— What to produce —
Write out all of the data without omission, exactly as shown.

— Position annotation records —
## begin

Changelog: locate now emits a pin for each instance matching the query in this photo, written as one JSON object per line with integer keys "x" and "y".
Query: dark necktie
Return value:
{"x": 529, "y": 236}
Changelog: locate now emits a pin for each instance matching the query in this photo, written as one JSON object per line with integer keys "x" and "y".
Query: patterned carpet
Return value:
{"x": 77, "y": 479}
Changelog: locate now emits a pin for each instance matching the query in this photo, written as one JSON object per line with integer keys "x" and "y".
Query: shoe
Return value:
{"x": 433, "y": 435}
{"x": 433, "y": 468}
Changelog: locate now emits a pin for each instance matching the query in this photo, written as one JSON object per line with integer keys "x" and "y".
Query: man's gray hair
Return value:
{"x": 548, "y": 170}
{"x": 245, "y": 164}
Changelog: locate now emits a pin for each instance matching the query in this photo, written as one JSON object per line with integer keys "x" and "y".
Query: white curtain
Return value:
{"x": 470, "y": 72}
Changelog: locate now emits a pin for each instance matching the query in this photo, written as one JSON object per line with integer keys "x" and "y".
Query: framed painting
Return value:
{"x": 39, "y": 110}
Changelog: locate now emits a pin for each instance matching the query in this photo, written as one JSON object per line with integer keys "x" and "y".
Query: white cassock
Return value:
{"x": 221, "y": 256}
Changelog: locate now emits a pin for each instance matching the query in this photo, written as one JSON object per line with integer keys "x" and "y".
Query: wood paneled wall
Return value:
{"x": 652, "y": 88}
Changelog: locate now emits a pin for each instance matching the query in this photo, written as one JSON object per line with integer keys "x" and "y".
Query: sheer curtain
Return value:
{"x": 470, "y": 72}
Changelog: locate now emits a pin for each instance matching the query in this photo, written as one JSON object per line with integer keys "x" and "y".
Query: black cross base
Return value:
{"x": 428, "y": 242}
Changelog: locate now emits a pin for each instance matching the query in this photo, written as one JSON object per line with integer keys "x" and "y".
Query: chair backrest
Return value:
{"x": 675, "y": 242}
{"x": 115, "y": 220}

## end

— Reply —
Changelog: locate now emits a pin for each instance matching the query in this photo, written as one JSON object per line with integer keys "x" and "y".
Query: dark necktie
Return value:
{"x": 529, "y": 236}
Changelog: locate now emits a pin for each instance matching the query in this photo, written as one JSON object per line with integer keys "x" and "y".
Query: patterned carpet
Return value:
{"x": 77, "y": 479}
Changelog: locate now emits a pin for each instance matching the query in this photo, written as one JSON object per line with integer keys "x" and "y".
Query: shoe
Return value:
{"x": 433, "y": 435}
{"x": 433, "y": 468}
Changelog: locate now emits a pin for each instance matching the query in this photo, written as one JSON object per line with integer keys "x" and "y".
Query: man's gray hair
Return value:
{"x": 548, "y": 170}
{"x": 245, "y": 164}
Changelog: locate now emits a pin for each instance matching the query in this photo, written as one JSON object per line with integer keys "x" and "y".
Query: white curtain
Return value:
{"x": 470, "y": 72}
Changelog: locate now emits a pin for each instance matching the query in this photo, written as one JSON object per line with integer keys "x" and "y".
Query: framed painting
Return value:
{"x": 39, "y": 110}
Changelog: locate now emits a pin for each instance matching the query in this photo, written as one JSON object per line with integer keys "x" and "y".
Query: white cassock
Return value:
{"x": 221, "y": 256}
Changelog: locate now emits a pin for each instance matching the query in this photo, written as one JSON object per line with integer keys "x" and "y".
Query: wood paneled wall
Return value:
{"x": 652, "y": 88}
Changelog: locate now emits a pin for each instance matching the query in this photo, written as one JSON object per line with integer keys "x" and "y".
Query: sheer curtain
Return value:
{"x": 470, "y": 72}
Changelog: locate now emits a pin for each instance matching the query in this photo, written as one JSON object per line with integer keys "x" and "y".
Query: black cross base
Return value:
{"x": 428, "y": 242}
Changelog: locate now emits a pin for each instance matching the query in this photo, written as one JSON object per line with integer keys "x" and "y".
Query: chair backrest
Return value:
{"x": 675, "y": 242}
{"x": 115, "y": 220}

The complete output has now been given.